## Task brief
Extract every entry word for word.

A block of data:
···
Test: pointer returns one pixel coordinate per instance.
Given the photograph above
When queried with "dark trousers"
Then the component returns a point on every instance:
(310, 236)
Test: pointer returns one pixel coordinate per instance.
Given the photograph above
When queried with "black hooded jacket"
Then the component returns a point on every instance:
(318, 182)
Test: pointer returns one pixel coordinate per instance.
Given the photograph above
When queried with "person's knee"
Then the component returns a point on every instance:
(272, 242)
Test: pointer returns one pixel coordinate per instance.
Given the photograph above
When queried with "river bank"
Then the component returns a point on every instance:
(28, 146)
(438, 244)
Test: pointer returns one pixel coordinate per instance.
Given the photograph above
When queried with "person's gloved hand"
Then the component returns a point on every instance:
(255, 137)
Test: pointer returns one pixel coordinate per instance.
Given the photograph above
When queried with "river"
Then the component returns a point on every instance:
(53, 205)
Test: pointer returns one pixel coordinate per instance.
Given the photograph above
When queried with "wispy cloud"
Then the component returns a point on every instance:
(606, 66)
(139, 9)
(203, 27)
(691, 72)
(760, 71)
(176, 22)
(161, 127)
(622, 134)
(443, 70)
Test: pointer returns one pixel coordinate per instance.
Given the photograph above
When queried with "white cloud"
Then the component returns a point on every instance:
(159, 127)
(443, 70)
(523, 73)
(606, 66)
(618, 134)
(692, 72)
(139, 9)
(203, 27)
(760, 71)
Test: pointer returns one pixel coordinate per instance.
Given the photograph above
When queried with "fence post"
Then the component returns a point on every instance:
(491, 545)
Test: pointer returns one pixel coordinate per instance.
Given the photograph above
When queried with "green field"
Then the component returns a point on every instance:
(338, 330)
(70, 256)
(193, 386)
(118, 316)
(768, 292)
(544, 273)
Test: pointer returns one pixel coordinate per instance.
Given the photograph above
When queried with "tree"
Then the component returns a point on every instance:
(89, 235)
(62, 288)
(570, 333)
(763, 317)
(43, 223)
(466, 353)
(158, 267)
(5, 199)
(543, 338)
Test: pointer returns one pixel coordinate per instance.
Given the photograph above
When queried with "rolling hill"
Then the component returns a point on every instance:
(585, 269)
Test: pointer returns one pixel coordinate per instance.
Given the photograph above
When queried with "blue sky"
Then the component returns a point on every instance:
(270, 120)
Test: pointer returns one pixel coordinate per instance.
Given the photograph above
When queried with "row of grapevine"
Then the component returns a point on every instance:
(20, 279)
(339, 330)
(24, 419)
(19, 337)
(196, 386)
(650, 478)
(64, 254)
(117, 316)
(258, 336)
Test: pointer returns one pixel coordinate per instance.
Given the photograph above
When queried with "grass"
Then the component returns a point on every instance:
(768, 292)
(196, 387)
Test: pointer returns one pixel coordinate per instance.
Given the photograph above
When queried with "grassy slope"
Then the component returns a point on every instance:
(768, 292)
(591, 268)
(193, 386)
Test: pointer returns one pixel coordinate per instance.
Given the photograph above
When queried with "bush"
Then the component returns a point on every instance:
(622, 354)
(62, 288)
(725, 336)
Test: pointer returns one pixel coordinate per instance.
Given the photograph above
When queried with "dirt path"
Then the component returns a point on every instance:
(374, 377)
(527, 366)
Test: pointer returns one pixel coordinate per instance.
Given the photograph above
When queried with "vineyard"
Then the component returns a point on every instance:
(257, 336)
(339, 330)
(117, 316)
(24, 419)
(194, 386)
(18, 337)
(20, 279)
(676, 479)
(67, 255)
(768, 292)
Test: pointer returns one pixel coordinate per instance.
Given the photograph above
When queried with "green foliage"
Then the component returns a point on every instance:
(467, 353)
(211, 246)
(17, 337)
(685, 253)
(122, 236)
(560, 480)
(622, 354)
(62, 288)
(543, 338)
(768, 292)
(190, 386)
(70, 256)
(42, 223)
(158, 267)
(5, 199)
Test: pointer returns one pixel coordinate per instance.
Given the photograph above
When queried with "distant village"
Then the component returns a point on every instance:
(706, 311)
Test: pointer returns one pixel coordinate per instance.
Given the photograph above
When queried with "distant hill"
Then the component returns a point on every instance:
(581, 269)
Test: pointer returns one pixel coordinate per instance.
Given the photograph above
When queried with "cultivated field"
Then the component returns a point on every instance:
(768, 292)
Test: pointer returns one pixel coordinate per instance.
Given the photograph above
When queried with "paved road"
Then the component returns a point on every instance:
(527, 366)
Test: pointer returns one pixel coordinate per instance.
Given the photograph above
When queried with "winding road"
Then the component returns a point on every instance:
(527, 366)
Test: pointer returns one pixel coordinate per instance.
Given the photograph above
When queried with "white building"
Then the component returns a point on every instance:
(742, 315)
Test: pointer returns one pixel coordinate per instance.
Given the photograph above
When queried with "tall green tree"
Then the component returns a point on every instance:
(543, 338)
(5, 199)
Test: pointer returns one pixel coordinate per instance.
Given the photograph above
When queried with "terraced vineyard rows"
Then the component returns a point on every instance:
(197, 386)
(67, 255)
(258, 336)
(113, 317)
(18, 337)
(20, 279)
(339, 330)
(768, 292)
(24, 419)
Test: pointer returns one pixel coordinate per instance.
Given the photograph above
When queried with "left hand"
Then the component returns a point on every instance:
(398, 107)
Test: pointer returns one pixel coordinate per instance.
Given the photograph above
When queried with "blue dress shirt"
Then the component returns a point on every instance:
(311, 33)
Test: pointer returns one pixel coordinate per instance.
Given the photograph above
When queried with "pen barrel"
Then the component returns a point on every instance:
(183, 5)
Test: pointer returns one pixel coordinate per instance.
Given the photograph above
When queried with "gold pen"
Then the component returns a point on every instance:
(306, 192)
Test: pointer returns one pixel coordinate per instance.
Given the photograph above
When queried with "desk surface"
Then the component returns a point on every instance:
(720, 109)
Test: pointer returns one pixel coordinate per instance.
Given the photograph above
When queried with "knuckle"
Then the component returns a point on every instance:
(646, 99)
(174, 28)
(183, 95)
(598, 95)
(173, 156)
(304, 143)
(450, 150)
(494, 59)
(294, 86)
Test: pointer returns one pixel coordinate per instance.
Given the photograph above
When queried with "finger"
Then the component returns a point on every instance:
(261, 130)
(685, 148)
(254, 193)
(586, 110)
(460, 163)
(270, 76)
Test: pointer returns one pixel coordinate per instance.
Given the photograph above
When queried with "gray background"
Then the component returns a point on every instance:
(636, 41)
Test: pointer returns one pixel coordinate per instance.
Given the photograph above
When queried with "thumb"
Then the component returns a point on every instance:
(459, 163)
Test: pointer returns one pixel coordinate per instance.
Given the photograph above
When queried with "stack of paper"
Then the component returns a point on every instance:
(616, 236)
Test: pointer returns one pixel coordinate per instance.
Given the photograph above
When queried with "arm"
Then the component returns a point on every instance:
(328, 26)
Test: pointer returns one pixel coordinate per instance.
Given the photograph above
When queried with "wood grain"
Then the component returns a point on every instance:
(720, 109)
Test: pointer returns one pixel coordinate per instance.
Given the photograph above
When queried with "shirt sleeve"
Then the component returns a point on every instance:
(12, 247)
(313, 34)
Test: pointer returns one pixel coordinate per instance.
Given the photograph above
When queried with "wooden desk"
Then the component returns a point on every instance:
···
## Solution for this problem
Test: pointer returns one pixel coordinate per instance.
Given the photograph above
When queried with "dark trousers"
Then the component returns a point on every instance:
(310, 236)
Test: pointer returns one pixel coordinate per instance.
Given the photograph above
When queried with "black hooded jacket"
Then the component returns a point on every instance:
(318, 182)
Test: pointer returns one pixel coordinate per instance.
Given the photograph above
When queried with "person's knee"
Then the component returns a point on every instance:
(272, 242)
Test: pointer returns one pixel coordinate per instance.
Given the photograph above
When queried with "river bank"
Then the component returns a point on every instance:
(28, 146)
(438, 244)
Test: pointer returns one pixel coordinate per instance.
Given the photograph above
When queried with "person's gloved hand"
Then the component returns a point on every instance:
(255, 137)
Test: pointer returns one pixel coordinate per instance.
Given the photograph above
When queried with "river"
Then the component returns a point on every instance:
(53, 205)
Test: pointer returns one pixel coordinate per instance.
Given the photograph above
When queried with "wispy cloud"
Then the component returns a point on every instance:
(606, 66)
(139, 9)
(203, 27)
(691, 72)
(760, 71)
(176, 22)
(161, 127)
(622, 134)
(443, 70)
Test: pointer returns one pixel coordinate per instance.
Given the photograph above
When queried with "white cloud"
Then the component returns a point on every instance:
(159, 127)
(443, 70)
(523, 73)
(606, 66)
(618, 134)
(692, 72)
(139, 9)
(203, 27)
(760, 71)
Test: pointer returns one pixel coordinate per instance.
Given the photograph above
When queried with "fence post"
Then the component returns a point on every instance:
(491, 545)
Test: pointer returns one pixel coordinate per instance.
Given the photograph above
When queried with "green field"
Then the component returns a point on every instance:
(338, 330)
(70, 256)
(193, 386)
(118, 316)
(768, 292)
(544, 273)
Test: pointer returns one pixel coordinate per instance.
Given the photograph above
When queried with "tree"
Then the component returns a point on every instance:
(89, 235)
(62, 288)
(570, 333)
(763, 317)
(43, 223)
(466, 353)
(158, 267)
(5, 199)
(543, 338)
Test: pointer returns one pixel coordinate per instance.
Given the photograph above
When queried with "rolling hill"
Then the component returns a point on every instance:
(585, 269)
Test: pointer returns one pixel coordinate per instance.
Given the photograph above
When queried with "blue sky"
Then the component returns a point on every instance:
(270, 120)
Test: pointer returns one pixel coordinate per instance.
Given the photograph above
When queried with "row of grapevine"
Then the component returns a point on every instance:
(20, 279)
(339, 330)
(24, 419)
(19, 337)
(196, 386)
(650, 478)
(64, 254)
(117, 316)
(258, 336)
Test: pointer returns one pixel coordinate per instance.
Given the photograph above
When queried with "grass"
Then the component returns a point on every instance:
(768, 292)
(196, 387)
Test: pointer returns one pixel coordinate per instance.
Given the photograph above
When queried with "grassy slope"
Then the component returns a point on every instance:
(768, 292)
(591, 268)
(193, 386)
Test: pointer returns one pixel coordinate per instance.
Given the photograph above
When queried with "bush"
Then the component returns a point on every instance:
(622, 354)
(62, 288)
(725, 336)
Test: pointer returns one pixel coordinate per instance.
Given the photograph above
When queried with "dirt path"
Then the component returns a point on every instance:
(374, 377)
(527, 366)
Test: pointer returns one pixel coordinate per instance.
Given the photograph above
When queried with "vineyard"
Then the component returns a point on every instance:
(257, 336)
(339, 330)
(117, 316)
(24, 419)
(194, 386)
(18, 337)
(20, 279)
(676, 479)
(67, 255)
(768, 292)
Test: pointer returns one pixel coordinate per instance.
Given the photograph above
When queried with "green foliage"
Then the component returns a point on every instance:
(467, 353)
(211, 246)
(17, 337)
(685, 253)
(122, 236)
(560, 480)
(622, 354)
(62, 288)
(543, 338)
(768, 292)
(190, 386)
(70, 256)
(42, 223)
(158, 267)
(5, 199)
Test: pointer returns one pixel coordinate per instance.
Given the photograph above
When queried with "distant village"
Then the component returns a point on every instance:
(706, 311)
Test: pointer returns one pixel coordinate per instance.
Given the photograph above
When queried with "distant hill"
Then the component returns a point on every instance:
(581, 269)
Test: pointer returns one pixel coordinate per instance.
Given the photograph above
When queried with "cultivated field"
Then the component returns a point on every instance:
(768, 292)
Test: pointer returns one pixel coordinate per instance.
Given the photograph above
When queried with "paved road"
Then the component returns a point on every instance:
(527, 366)
Test: pointer returns one pixel coordinate per instance.
Given the photograph above
When queried with "winding road"
Then the component returns a point on every instance:
(527, 366)
Test: pointer returns one pixel coordinate per instance.
Given the photograph above
When queried with "white building"
Then the component returns a point on every instance:
(742, 315)
Test: pointer returns one pixel coordinate per instance.
Given the photograph above
When queried with "tall green tree"
Then the component returns a point on every instance:
(543, 338)
(5, 199)
Test: pointer returns one pixel coordinate per instance.
Given the photograph above
When queried with "terraced vineyard rows"
Then the component returns a point on every instance:
(197, 386)
(67, 255)
(258, 336)
(113, 317)
(18, 337)
(20, 279)
(339, 330)
(768, 292)
(24, 419)
Test: pointer returns one pixel coordinate per instance.
Given the photograph above
When queried with "left hand"
Then the component returns a point on every instance:
(398, 107)
Test: pointer returns one pixel coordinate per instance.
Given the photograph above
When queried with "blue dress shirt"
Then the component returns a point on every instance:
(311, 33)
Test: pointer returns one pixel coordinate per instance.
Given the photograph above
When queried with "pen barrel"
Then the component returns a point on every instance:
(183, 5)
Test: pointer returns one pixel coordinate per instance.
Given the photograph above
When queried with "gold pen"
Then the component returns a point on every instance:
(306, 192)
Test: pointer returns one pixel coordinate per instance.
Given the photograph above
When queried with "desk surface"
Then the component returns a point on every instance:
(720, 109)
Test: pointer returns one pixel coordinate per instance.
Given the photograph above
When queried with "knuckle"
Then the component returns a point on every instance:
(646, 99)
(174, 28)
(183, 95)
(598, 95)
(173, 156)
(304, 143)
(450, 150)
(494, 59)
(294, 86)
Test: pointer returns one pixel coordinate per instance.
Given the photograph above
When queried with "finger"
Then the component returns a point on every instance:
(261, 130)
(685, 148)
(254, 193)
(586, 110)
(460, 163)
(270, 76)
Test: pointer returns one pixel coordinate per instance.
Given the photograph above
When queried with "gray background"
Then the component returns a point on every instance:
(636, 41)
Test: pointer returns one pixel coordinate per instance.
Given the photograph above
When queried with "thumb"
Then the component returns a point on every instance:
(459, 163)
Test: pointer returns one pixel coordinate per instance.
Given the photograph above
When queried with "stack of paper"
Then the component returns a point on every instance:
(616, 236)
Test: pointer returns one pixel coordinate per instance.
Given the photograph above
When queried with "arm"
Then the component returns a point on every instance:
(328, 26)
Test: pointer returns one pixel coordinate per instance.
Given the photograph above
When queried with "wood grain"
Then the component returns a point on every instance:
(720, 109)
Test: pointer returns one pixel coordinate per instance.
Given the photograph above
When queried with "shirt sleeve"
Then the component returns a point on every instance:
(12, 247)
(313, 34)
Test: pointer returns one pixel coordinate per instance.
Given the photograph above
When queried with "wooden desk"
Then the component returns a point on every instance:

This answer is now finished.